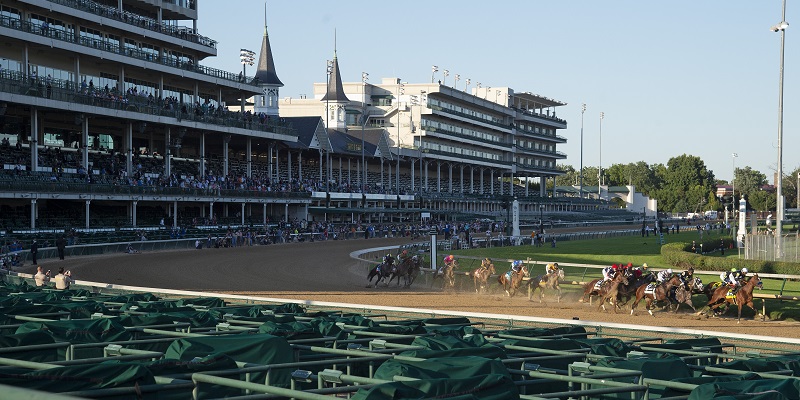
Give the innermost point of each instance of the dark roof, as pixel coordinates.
(266, 66)
(335, 90)
(350, 142)
(306, 128)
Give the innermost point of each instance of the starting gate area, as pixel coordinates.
(104, 341)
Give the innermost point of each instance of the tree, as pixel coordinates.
(684, 178)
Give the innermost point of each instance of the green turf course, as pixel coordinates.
(626, 249)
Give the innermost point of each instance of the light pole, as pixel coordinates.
(400, 91)
(733, 184)
(600, 168)
(247, 57)
(364, 79)
(780, 27)
(580, 174)
(541, 218)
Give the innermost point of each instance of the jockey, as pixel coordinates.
(485, 263)
(551, 268)
(609, 272)
(664, 275)
(735, 277)
(448, 261)
(639, 271)
(686, 277)
(516, 266)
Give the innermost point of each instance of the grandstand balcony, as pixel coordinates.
(65, 95)
(136, 21)
(69, 41)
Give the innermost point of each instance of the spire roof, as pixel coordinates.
(266, 66)
(335, 90)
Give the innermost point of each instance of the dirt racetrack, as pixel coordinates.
(324, 271)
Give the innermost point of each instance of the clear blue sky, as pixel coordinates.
(684, 76)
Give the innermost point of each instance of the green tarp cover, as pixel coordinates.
(536, 332)
(606, 346)
(29, 339)
(81, 309)
(197, 319)
(79, 377)
(251, 348)
(655, 366)
(450, 346)
(487, 387)
(439, 368)
(131, 298)
(762, 389)
(757, 365)
(202, 301)
(291, 331)
(81, 330)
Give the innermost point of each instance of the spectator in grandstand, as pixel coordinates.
(61, 244)
(41, 278)
(63, 279)
(34, 251)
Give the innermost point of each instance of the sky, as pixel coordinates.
(672, 78)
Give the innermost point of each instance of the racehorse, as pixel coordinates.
(408, 270)
(480, 276)
(596, 287)
(546, 281)
(612, 292)
(683, 293)
(511, 280)
(381, 272)
(447, 273)
(660, 293)
(743, 296)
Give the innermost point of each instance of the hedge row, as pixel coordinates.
(681, 255)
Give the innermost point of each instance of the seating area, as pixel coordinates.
(85, 340)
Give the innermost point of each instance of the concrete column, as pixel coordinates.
(128, 145)
(167, 151)
(86, 213)
(34, 139)
(202, 154)
(85, 138)
(439, 176)
(225, 141)
(34, 212)
(249, 156)
(133, 212)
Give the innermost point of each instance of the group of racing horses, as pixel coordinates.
(676, 290)
(623, 286)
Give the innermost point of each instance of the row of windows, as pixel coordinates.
(534, 162)
(464, 131)
(465, 111)
(542, 130)
(529, 144)
(454, 150)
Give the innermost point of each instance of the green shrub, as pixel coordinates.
(680, 255)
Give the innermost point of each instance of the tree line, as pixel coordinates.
(685, 184)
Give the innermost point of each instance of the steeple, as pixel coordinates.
(335, 90)
(267, 79)
(266, 66)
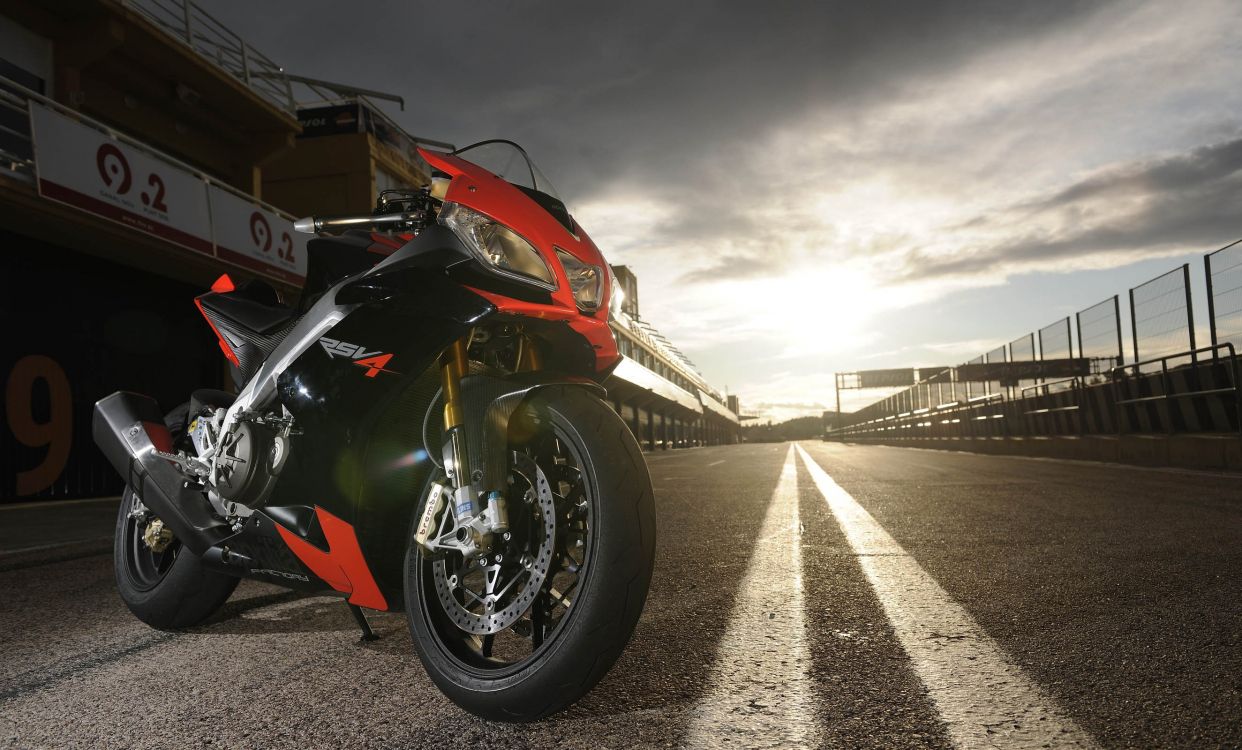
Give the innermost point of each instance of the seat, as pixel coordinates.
(249, 314)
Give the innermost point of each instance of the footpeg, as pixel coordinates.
(360, 617)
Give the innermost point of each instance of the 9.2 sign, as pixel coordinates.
(261, 234)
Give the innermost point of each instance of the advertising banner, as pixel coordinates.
(1011, 373)
(258, 240)
(90, 170)
(886, 378)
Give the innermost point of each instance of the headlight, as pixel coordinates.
(585, 281)
(497, 245)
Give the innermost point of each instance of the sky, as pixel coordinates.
(807, 188)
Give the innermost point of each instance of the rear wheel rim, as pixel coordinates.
(144, 565)
(540, 627)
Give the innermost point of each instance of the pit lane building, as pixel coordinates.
(144, 149)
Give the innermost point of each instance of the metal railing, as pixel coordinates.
(1168, 395)
(199, 30)
(16, 144)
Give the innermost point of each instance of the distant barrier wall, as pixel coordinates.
(1168, 385)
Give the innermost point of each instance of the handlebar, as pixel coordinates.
(312, 225)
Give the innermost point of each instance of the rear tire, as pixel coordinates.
(172, 589)
(616, 573)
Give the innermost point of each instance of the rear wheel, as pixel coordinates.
(535, 623)
(162, 582)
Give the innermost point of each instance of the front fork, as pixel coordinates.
(477, 517)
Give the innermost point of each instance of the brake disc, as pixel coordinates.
(503, 597)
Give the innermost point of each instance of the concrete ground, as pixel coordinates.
(860, 596)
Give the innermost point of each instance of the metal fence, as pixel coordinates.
(1161, 320)
(1223, 272)
(995, 355)
(1099, 334)
(1056, 342)
(1169, 385)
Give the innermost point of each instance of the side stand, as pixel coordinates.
(368, 633)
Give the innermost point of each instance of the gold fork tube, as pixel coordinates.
(452, 368)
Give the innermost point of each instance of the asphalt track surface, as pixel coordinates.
(855, 597)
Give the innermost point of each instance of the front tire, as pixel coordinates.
(611, 510)
(168, 589)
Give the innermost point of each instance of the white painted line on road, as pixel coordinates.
(54, 504)
(983, 697)
(759, 693)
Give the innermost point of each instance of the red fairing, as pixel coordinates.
(224, 345)
(488, 194)
(342, 566)
(595, 330)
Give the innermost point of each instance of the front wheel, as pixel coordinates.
(530, 627)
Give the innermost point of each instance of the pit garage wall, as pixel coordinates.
(78, 328)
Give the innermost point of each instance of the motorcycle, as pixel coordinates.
(425, 431)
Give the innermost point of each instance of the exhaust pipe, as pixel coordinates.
(129, 429)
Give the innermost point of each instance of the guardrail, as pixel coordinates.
(1201, 396)
(16, 145)
(1168, 394)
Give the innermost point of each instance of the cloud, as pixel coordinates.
(1156, 206)
(783, 175)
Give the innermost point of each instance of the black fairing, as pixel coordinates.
(333, 258)
(359, 453)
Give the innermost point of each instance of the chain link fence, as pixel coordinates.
(1223, 272)
(1160, 316)
(1099, 335)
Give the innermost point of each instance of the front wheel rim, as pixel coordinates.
(144, 565)
(540, 627)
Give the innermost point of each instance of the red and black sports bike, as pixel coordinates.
(424, 432)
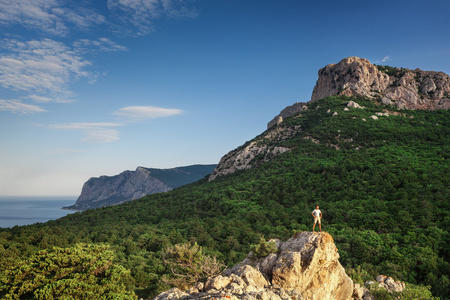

_Problem details:_ Pictures are to be left out; the listing above is otherwise to be copied exactly.

_Output of the exercise:_
Give the innermost point of each instance of the dark roof, as pixel coordinates.
(266, 66)
(335, 90)
(350, 142)
(306, 128)
Give the innermost point of each instance of the starting gate area, as pixel coordinates.
(104, 341)
Give the innermost point of each instance of the tree, as pixel coordinates.
(684, 178)
Give the innermost point of each instance of the green turf course, as pixel coordinates.
(626, 249)
Give the innermost point of each instance of the light pole, as pixel coordinates.
(400, 91)
(733, 184)
(600, 168)
(247, 57)
(364, 79)
(780, 27)
(580, 174)
(541, 218)
Give the innermost point of each instance of the jockey, as pixel coordinates.
(485, 263)
(551, 268)
(609, 272)
(664, 275)
(735, 277)
(448, 261)
(639, 271)
(686, 277)
(516, 266)
Give the innermost point of each instance of the grandstand balcony, as pixel coordinates.
(65, 95)
(136, 21)
(69, 41)
Give the innermost point of each instance of the spire roof, as pixel coordinates.
(266, 66)
(335, 90)
Give the innermost point of each instance of the dirt racetrack, as pixel coordinates.
(324, 271)
Give the innermost point of each instance of the clear blue sky, as pixel coordinates.
(684, 76)
Give the innermost point of each instance of the green tarp cover, as pixel coordinates.
(536, 332)
(606, 346)
(29, 339)
(81, 309)
(197, 319)
(79, 377)
(251, 348)
(655, 366)
(450, 346)
(487, 387)
(439, 368)
(131, 298)
(762, 389)
(757, 365)
(202, 301)
(291, 331)
(81, 330)
Give the innermost point of each instance of the spectator in grandstand, as pixel coordinates.
(61, 244)
(41, 278)
(63, 279)
(34, 251)
Give the innermost point of each instance of the sky, as pixel coordinates.
(672, 78)
Give the innermost point of each instance of the racehorse, as pixel coordinates.
(408, 270)
(480, 276)
(596, 287)
(546, 281)
(612, 292)
(683, 293)
(511, 280)
(381, 272)
(447, 273)
(660, 293)
(743, 296)
Give the innermost point of each instance of the hedge row, as pixel coordinates.
(681, 255)
Give the innermost point of each instance of the seating area, as pixel coordinates.
(85, 340)
Give the innermost point of each instance of the concrete column, as pixel coordinates.
(128, 145)
(167, 151)
(86, 213)
(34, 139)
(202, 154)
(85, 138)
(439, 176)
(225, 141)
(34, 212)
(249, 156)
(133, 212)
Give the innermost point of each instance of the group of racing horses, as pixel coordinates.
(676, 290)
(623, 286)
Give the innermost point of each instance of the row of windows, as pixel coordinates.
(534, 162)
(464, 131)
(465, 111)
(542, 130)
(529, 144)
(454, 150)
Give the innermost point of each instance of the green shrub, as pixel coordinates.
(680, 255)
Give the innermost point of each instance of the tree line, as pixel coordinates.
(685, 184)
Give the innermost point of each instance of the steeple, as pixel coordinates.
(335, 90)
(267, 79)
(266, 66)
Give the innermost point of each instance of the seat, as pixel coordinates.
(249, 314)
Give the innermost point of each instance of the footpeg, as pixel coordinates.
(360, 617)
Give the innermost point of each instance of the 9.2 sign, as pixel coordinates.
(261, 234)
Give the innermost point of each instance of the advertising banner, as pixel coordinates.
(1011, 373)
(258, 240)
(90, 170)
(886, 378)
Give the innermost point of each instance of the headlight, as pixel coordinates.
(585, 281)
(497, 245)
Give the innermost point of each instance of the sky, as pixel coordinates.
(807, 188)
Give the innermost point of each instance of the rear wheel rim, as pixel coordinates.
(144, 565)
(540, 627)
Give the innermost point of each instance of the pit lane building, as pixel coordinates.
(144, 149)
Give the innermost point of each instance of the metal railing, as pixel coordinates.
(1168, 395)
(199, 30)
(16, 144)
Give the innermost point of each instance of the distant barrier wall, as pixel coordinates.
(1168, 385)
Give the innermost point of each instance of the handlebar, as pixel coordinates.
(312, 225)
Give the innermost point of each instance of the rear tire, as pixel coordinates.
(172, 589)
(616, 573)
Give the innermost point of each instance of the rear wheel, as pixel coordinates.
(535, 623)
(162, 582)
Give the innermost point of each instance of the front fork, as pixel coordinates.
(477, 517)
Give the innermost point of each instance of the brake disc, as pixel coordinates.
(503, 597)
Give the innermost point of each instance of the concrete ground, as pixel coordinates.
(860, 596)
Give the innermost point of each instance of the metal fence, as pixel coordinates.
(1161, 320)
(1223, 272)
(995, 355)
(1099, 334)
(1056, 342)
(1169, 385)
Give the innermost point of each instance of the side stand, as pixel coordinates.
(368, 633)
Give the innermost point of each instance of the gold fork tube, as pixel coordinates.
(452, 368)
Give the innermost point of each instance of the asphalt track surface, as pixel coordinates.
(855, 597)
Give the innermost point of each instance of the front tire, as pixel coordinates.
(611, 510)
(168, 589)
Give the innermost point of each instance of the white painted line on road, as pixel coordinates.
(54, 504)
(983, 697)
(759, 693)
Give the innermost point of each instance of the red fairing, as pixel coordinates.
(224, 345)
(488, 194)
(342, 566)
(595, 330)
Give the innermost point of each instance of the front wheel, as pixel coordinates.
(530, 627)
Give the innermost point of each instance of the pit garage wall, as pixel coordinates.
(78, 328)
Give the innermost point of each instance of the motorcycle, as pixel coordinates.
(425, 431)
Give the innermost point of each instance of the exhaust pipe, as pixel coordinates.
(129, 429)
Give the innermost point of each instance of the guardrail, as pixel coordinates.
(1201, 396)
(16, 145)
(1168, 394)
Give the innermost point of each instance of the cloud, as pixel coordinates.
(1156, 206)
(783, 175)
Give the innermost point of each instance of the black fairing, as pixel coordinates.
(333, 258)
(359, 453)
Give the innermost point of each instance of the chain link fence, as pixel coordinates.
(1223, 272)
(1160, 316)
(1099, 335)
Give the innermost point of each instance of the front wheel rim, as pixel coordinates.
(144, 565)
(540, 627)
Give the innermost point of each instance of the red and black sports bike, as pixel coordinates.
(424, 432)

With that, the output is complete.